[WORK INSTRUCTIONS]:
Change every "Species-survey task" in the data below to "Labeling task", and write out all the lines again with nothing else altered.

[RECORDS FOR THE TASK]:

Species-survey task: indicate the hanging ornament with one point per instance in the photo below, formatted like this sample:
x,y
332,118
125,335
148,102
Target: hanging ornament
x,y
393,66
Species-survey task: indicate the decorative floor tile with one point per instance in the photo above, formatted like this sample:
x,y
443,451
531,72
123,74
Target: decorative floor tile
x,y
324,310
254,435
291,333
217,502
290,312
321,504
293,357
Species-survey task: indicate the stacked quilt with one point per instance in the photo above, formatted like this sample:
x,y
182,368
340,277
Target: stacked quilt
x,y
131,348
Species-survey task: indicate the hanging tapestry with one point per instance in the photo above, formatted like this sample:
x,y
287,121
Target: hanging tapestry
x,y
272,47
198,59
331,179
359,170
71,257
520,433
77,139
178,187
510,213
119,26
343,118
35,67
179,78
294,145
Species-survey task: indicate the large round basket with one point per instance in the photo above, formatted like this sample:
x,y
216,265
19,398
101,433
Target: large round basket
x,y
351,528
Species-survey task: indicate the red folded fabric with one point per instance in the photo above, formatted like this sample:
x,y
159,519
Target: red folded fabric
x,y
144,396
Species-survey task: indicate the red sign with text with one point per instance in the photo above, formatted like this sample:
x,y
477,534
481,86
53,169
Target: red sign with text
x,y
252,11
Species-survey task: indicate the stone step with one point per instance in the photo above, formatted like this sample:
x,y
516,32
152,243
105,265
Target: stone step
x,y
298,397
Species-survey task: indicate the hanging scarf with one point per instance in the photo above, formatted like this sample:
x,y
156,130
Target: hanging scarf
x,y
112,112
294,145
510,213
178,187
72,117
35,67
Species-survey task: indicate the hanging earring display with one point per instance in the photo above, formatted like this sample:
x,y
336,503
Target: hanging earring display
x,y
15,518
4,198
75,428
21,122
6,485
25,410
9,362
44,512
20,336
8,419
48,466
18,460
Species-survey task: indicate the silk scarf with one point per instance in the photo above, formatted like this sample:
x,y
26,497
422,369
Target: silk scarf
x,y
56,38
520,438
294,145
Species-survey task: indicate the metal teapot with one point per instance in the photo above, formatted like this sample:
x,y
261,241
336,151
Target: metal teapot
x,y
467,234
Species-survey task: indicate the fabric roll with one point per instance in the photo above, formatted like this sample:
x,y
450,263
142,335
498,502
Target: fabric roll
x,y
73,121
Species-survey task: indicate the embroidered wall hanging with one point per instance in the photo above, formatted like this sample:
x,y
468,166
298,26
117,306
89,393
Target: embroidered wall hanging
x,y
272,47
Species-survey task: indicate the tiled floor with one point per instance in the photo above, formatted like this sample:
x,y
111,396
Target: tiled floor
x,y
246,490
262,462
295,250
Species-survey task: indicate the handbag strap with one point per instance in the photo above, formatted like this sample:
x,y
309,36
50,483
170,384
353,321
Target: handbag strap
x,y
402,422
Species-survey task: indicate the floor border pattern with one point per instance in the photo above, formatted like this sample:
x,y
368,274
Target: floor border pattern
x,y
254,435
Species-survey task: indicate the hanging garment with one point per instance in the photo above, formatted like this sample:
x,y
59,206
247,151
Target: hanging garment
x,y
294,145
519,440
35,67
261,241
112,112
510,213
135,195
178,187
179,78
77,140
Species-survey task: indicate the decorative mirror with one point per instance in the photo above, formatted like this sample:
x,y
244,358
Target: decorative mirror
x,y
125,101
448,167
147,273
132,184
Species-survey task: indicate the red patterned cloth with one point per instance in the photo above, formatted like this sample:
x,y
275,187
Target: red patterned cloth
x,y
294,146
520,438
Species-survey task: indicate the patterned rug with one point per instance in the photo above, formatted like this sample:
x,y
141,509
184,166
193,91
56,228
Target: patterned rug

[ANSWER]:
Labeling task: indicate the hanging ornament with one point per instance in the photo below, formatted like this sample:
x,y
332,118
125,335
148,102
Target: hanging ornament
x,y
393,66
Labeling task: indicate the decorative floor tile with one point per instance in the photo above, formatted like this sample:
x,y
443,451
531,72
123,74
Target: decorative floor tile
x,y
324,310
254,435
291,333
217,502
290,312
321,504
293,357
Labeling task: indicate the stacked quilt with one point per instance in the photo above, formatted like this sample:
x,y
182,368
340,277
Target: stacked quilt
x,y
131,348
Labeling task: indicate the hanging tapestry with one point per instance in the photo above, formatted like this sample:
x,y
287,121
Target: hanging tapestry
x,y
272,47
198,59
331,179
359,170
71,257
520,433
77,139
178,187
510,213
119,26
343,118
35,67
179,78
294,145
Labeling task: indicate the large round basket with one point per instance in the photo above, formatted like this sample:
x,y
216,265
19,398
101,433
Target: large round basket
x,y
351,528
Labeling task: indicate the red folded fabric with one point per instance in the photo above, formatted like this sample:
x,y
159,519
Target: red folded fabric
x,y
144,396
Labeling task: indicate the red sign with text with one point per instance in the photo above, formatted like this sample:
x,y
477,534
481,86
53,169
Target: red sign with text
x,y
252,11
Labeling task: indicate the stone step with one point per instance in the photo above, formatted like this sample:
x,y
516,32
152,243
105,265
Target: stone step
x,y
298,397
Labeling task: indicate the hanging scarf with one point per instance in the photo above, formatted like this sample:
x,y
156,130
Target: hanging scarf
x,y
112,112
294,145
510,213
178,187
72,117
35,67
Labeling task: indicate the hanging earring display with one point per instance in the photo above, formatted like this sample:
x,y
336,503
Target: hanging earring display
x,y
15,518
4,198
75,428
21,122
6,485
25,410
9,362
44,512
20,336
8,419
48,466
18,460
Labeling task: indicate the silk scarf with one point per instance in the photo above, formatted like this sample:
x,y
26,497
422,369
Target: silk scarf
x,y
56,38
520,438
294,145
Labeling task: indicate the metal teapot with one point per instance in the photo above, formatted like this sample:
x,y
261,241
336,151
Target: metal teapot
x,y
467,234
Labeling task: indicate the fabric roll with one point per instance in the photo above, formatted like this sample:
x,y
450,263
142,335
498,502
Target: fabric roll
x,y
73,121
Labeling task: indicate the embroidered wall hanging with one point per instance in the photo above, formatted like this sample:
x,y
468,166
298,26
117,306
89,393
Target: embroidered wall hanging
x,y
272,47
Labeling task: indicate the tiled floor with one point per instance in the photo above, formatted like this sample:
x,y
111,396
Target: tiled floor
x,y
246,490
262,462
295,250
Labeling task: indicate the handbag strap with one point per instance in the photo above, formatted like this sample:
x,y
309,36
50,483
170,384
353,321
Target: handbag strap
x,y
402,422
Labeling task: indicate the floor border pattern with one point per instance in the photo above, formatted like this sample:
x,y
368,274
Target: floor border pattern
x,y
254,435
Labeling task: indicate the hanging garment with one point per instance in the photo above, formatted like this sample:
x,y
59,206
247,151
Target: hanging garment
x,y
294,145
519,440
35,67
261,241
112,112
510,213
135,195
178,187
179,78
77,140
Labeling task: indicate the decorative mirror with one point per instance in the photo above, formatted like this sample:
x,y
244,358
Target: decorative mirror
x,y
125,101
448,167
147,273
132,184
Labeling task: indicate the red patterned cloth with one point per instance in the photo above, formatted like this sample:
x,y
275,187
Target: red patterned cloth
x,y
294,146
520,438
Labeling task: indicate the patterned rug with one point per instance in the photo above, formatted like this sample:
x,y
141,509
184,166
193,91
56,228
Target: patterned rug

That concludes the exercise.